## EXCERTO
Nem tudo o que parece é

1978
Postais em defesa do jardim do Rossio.
Comercio 780

Obviamente não existe qualquer processo de “judicialização” da política em Aveiro, mas sim o recurso elementar e democrático de qualquer cidadão em acudir aos tribunais, para tentar defender os interesses elementares de uma comunidade em preservar o seu património e valores.

Por David Iguaz *

O presidente da Câmara Municipal de Aveiro (CMA), numa carta aberta publicada recentemente, manifestava a sua indignação contra o facto de a Câmara que a preside estar a ser alvo de múltiplos processos judiciais, situação “nunca antes vista no Município de Aveiro”.

Convém salientar que nunca antes em Aveiro, desde o 25 de Abril, nos deparamos com uma forma tão despótica de fazer “política”, própria de tempos passados, que contraria a necessidade de descarbonização e de melhoria da qualidade do ar, desvaloriza a segurança das pessoas e do edificado e, sobretudo, critica a participação activa dos cidadãos na vida municipal, recorrendo sistematicamente ao insulto e desqualificação em vez de apresentar argumentos sensatos e factuais.

É pertinente começar por clarificar que obviamente não existe qualquer processo de “judicialização” da política em Aveiro, mas sim o recurso elementar e democrático de qualquer cidadão em acudir aos tribunais, para tentar defender os interesses elementares de uma comunidade em preservar o seu património e valores.

## OBJETIVO
Extraia do excerto, sem qualquer alteração, todo o trecho que vai desde "O presidente da" até "sensatos e factuais.".

## LINHAS DE DADOS

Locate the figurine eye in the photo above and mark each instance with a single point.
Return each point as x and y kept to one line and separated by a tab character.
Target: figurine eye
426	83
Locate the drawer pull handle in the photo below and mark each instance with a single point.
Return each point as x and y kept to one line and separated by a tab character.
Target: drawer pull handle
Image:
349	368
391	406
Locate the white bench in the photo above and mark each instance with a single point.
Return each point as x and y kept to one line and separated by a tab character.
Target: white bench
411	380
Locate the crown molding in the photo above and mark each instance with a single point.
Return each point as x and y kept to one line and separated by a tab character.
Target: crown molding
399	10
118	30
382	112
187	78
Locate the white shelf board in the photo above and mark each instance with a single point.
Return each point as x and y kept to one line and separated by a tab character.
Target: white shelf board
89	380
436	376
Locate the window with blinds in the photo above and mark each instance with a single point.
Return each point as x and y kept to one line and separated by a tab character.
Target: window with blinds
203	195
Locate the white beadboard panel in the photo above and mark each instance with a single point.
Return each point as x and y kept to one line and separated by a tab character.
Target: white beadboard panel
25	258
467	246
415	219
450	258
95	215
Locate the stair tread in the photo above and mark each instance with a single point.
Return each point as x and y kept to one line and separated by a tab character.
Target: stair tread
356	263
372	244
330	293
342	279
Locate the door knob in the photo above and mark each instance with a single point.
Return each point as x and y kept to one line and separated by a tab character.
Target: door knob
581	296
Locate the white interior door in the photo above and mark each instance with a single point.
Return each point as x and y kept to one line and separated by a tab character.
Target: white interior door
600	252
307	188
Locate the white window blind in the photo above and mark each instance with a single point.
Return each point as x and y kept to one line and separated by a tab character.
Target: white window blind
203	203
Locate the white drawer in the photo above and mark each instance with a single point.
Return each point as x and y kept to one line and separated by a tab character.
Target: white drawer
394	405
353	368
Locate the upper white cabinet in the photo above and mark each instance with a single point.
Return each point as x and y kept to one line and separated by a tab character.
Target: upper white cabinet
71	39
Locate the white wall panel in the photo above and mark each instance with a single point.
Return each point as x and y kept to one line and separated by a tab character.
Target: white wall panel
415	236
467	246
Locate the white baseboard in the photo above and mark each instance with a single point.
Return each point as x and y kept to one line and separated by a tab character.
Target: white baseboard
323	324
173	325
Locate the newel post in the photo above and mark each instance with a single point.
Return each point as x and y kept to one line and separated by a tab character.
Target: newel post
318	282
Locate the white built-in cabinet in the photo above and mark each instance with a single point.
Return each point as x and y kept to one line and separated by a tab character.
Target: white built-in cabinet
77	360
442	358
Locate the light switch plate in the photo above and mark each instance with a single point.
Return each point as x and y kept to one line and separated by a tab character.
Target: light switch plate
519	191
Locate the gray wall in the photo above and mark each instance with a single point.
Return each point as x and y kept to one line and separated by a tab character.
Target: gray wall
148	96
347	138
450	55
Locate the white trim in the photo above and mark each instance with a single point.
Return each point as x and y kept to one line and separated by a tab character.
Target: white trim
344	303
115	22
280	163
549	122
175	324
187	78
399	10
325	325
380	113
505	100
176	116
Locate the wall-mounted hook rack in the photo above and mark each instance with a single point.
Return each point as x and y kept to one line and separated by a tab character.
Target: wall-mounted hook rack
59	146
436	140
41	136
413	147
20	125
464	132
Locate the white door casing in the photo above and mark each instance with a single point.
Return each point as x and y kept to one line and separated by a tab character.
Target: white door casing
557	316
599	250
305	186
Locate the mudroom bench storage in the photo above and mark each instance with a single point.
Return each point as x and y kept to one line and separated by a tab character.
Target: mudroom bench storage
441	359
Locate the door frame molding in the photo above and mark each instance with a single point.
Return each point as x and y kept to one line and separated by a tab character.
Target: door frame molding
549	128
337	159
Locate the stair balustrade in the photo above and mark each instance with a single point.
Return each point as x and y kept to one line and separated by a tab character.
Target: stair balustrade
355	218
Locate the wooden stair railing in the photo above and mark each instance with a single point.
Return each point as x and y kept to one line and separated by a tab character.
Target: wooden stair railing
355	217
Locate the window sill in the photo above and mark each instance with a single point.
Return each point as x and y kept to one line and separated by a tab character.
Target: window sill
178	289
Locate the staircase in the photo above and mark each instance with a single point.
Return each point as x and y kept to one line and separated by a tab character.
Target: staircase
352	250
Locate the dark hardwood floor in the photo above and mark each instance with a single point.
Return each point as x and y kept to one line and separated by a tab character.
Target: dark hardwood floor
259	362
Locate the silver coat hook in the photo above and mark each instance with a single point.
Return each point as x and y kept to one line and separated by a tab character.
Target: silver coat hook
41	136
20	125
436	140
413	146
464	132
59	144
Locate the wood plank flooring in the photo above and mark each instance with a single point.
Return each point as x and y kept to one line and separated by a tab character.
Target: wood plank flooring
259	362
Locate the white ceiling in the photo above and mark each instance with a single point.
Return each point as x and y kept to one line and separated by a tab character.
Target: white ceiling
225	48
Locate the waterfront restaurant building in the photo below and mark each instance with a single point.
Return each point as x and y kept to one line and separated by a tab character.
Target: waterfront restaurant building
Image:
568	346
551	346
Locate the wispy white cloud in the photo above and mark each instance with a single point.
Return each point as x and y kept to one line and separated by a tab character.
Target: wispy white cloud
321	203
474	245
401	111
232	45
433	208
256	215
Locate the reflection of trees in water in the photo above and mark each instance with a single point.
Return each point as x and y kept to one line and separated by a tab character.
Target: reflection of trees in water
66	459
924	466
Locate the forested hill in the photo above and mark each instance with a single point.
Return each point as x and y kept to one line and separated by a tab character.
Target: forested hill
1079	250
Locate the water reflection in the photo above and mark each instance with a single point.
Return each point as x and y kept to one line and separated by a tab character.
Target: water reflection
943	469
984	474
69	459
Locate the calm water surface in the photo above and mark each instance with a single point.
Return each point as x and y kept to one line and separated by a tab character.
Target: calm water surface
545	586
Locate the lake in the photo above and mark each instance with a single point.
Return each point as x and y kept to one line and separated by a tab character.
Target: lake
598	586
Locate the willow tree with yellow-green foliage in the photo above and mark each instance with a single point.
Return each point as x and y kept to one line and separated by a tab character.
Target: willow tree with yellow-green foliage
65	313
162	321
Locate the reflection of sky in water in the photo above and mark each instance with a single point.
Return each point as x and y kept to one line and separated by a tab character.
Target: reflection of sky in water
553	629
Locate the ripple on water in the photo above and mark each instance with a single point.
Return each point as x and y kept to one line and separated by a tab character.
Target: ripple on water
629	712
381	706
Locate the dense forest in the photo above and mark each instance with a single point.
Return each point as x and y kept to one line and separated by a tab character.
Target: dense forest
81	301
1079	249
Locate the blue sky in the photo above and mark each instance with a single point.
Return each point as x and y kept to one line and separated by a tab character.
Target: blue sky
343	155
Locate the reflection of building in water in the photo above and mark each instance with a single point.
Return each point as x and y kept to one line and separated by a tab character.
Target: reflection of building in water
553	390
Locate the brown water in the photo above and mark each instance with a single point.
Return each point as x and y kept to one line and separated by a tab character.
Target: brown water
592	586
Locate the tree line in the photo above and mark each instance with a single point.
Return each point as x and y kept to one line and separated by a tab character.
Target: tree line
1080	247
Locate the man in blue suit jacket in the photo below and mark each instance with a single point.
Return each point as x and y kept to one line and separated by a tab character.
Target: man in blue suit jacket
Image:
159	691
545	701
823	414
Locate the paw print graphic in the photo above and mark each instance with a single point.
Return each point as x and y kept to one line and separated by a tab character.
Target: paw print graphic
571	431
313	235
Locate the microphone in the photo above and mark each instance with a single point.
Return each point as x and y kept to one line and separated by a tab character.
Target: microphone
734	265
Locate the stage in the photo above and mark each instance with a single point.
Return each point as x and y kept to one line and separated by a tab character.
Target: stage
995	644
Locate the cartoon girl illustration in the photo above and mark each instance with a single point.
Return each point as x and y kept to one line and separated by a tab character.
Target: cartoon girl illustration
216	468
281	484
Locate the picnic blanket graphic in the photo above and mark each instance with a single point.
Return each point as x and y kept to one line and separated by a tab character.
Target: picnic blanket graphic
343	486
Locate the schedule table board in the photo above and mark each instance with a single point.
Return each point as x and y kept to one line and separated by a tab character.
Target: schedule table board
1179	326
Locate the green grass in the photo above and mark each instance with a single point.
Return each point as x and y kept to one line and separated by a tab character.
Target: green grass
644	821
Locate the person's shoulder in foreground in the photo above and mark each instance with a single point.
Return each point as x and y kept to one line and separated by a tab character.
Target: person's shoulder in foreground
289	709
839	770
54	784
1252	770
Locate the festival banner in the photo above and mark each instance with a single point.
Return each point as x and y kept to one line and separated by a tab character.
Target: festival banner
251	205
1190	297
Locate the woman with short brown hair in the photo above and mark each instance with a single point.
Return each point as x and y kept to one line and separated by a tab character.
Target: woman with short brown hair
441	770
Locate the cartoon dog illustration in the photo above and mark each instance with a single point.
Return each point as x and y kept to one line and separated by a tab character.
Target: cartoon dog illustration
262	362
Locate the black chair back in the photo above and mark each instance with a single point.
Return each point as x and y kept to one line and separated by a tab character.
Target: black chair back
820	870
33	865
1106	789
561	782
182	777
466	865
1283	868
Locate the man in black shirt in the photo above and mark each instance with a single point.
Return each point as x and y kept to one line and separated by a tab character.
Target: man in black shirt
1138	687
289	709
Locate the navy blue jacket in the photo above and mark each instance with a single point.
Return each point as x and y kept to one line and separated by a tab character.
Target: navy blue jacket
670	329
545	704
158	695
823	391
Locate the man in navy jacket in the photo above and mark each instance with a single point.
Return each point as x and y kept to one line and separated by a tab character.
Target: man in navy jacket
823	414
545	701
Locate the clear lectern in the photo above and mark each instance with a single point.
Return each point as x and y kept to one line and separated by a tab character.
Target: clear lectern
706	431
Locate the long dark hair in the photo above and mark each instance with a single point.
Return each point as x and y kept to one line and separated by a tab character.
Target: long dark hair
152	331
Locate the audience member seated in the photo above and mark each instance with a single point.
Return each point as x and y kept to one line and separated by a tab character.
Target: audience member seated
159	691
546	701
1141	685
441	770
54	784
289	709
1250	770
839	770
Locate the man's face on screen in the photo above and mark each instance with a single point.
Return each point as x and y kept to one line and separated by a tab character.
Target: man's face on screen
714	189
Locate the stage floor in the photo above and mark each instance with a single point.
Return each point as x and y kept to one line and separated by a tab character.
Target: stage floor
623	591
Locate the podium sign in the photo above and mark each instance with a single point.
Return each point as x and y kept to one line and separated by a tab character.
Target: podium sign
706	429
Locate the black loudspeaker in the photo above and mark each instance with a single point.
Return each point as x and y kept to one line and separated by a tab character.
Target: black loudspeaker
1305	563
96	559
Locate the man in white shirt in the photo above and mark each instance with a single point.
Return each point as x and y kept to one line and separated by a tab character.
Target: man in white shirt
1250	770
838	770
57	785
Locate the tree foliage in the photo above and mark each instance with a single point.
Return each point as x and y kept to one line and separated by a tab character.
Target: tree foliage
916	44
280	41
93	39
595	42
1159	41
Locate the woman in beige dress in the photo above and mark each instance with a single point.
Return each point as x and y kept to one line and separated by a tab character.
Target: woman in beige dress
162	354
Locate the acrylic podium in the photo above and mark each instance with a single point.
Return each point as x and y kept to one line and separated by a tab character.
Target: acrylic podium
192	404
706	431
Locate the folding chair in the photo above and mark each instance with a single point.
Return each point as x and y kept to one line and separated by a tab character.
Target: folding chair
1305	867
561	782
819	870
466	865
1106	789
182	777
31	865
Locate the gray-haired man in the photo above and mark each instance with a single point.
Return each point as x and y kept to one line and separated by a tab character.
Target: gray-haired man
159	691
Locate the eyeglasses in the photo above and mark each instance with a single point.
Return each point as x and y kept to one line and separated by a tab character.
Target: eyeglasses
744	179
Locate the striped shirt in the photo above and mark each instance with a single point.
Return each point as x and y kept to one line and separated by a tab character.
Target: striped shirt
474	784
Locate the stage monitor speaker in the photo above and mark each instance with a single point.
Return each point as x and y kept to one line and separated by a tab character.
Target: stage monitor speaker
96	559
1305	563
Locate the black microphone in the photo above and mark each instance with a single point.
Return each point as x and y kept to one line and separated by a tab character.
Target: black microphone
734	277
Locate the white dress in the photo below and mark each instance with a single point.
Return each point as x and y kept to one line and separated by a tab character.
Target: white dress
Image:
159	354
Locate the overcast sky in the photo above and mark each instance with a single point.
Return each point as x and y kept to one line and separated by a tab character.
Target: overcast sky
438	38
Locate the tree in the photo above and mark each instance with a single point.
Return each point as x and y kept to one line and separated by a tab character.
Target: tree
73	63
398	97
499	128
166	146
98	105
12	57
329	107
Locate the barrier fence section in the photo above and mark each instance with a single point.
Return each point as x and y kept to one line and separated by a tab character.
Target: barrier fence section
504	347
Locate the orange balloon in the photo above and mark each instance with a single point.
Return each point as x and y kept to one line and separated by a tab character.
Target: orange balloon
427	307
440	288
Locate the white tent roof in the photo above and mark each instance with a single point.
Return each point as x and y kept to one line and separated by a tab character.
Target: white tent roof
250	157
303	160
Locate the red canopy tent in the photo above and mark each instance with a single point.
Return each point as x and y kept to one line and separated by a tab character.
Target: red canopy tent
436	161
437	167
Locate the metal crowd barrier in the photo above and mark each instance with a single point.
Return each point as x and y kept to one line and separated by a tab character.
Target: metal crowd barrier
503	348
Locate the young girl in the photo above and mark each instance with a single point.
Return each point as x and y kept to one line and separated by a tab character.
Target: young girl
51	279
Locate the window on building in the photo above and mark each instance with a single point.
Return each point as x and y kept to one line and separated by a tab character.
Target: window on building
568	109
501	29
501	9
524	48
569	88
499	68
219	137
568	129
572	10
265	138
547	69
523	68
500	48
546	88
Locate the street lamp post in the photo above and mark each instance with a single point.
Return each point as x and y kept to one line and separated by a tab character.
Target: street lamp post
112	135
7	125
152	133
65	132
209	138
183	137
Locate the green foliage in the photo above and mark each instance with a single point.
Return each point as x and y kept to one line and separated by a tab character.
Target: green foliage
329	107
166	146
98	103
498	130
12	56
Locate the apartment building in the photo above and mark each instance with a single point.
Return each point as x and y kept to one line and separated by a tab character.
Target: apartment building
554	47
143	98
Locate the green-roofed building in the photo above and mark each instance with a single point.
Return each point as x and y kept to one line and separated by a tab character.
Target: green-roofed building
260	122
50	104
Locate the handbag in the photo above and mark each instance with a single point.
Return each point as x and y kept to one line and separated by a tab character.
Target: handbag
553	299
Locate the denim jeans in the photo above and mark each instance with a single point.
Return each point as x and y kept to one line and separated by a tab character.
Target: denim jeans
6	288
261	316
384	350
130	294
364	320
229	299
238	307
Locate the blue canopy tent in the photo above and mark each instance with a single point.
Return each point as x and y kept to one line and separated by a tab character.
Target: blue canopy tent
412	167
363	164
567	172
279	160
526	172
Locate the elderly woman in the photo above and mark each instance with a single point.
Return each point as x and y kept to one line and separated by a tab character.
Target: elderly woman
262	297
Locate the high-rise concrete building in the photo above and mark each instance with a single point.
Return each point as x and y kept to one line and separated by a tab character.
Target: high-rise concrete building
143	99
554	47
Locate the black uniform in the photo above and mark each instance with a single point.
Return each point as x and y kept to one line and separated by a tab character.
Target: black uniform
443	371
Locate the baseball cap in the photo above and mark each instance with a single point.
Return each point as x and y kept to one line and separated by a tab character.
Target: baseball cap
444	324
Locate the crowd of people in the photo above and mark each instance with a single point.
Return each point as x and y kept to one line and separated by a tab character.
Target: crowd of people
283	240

## RESULTADO DO EXERCÍCIO
O presidente da Câmara Municipal de Aveiro (CMA), numa carta aberta publicada recentemente, manifestava a sua indignação contra o facto de a Câmara que a preside estar a ser alvo de múltiplos processos judiciais, situação “nunca antes vista no Município de Aveiro”.

Convém salientar que nunca antes em Aveiro, desde o 25 de Abril, nos deparamos com uma forma tão despótica de fazer “política”, própria de tempos passados, que contraria a necessidade de descarbonização e de melhoria da qualidade do ar, desvaloriza a segurança das pessoas e do edificado e, sobretudo, critica a participação activa dos cidadãos na vida municipal, recorrendo sistematicamente ao insulto e desqualificação em vez de apresentar argumentos sensatos e factuais.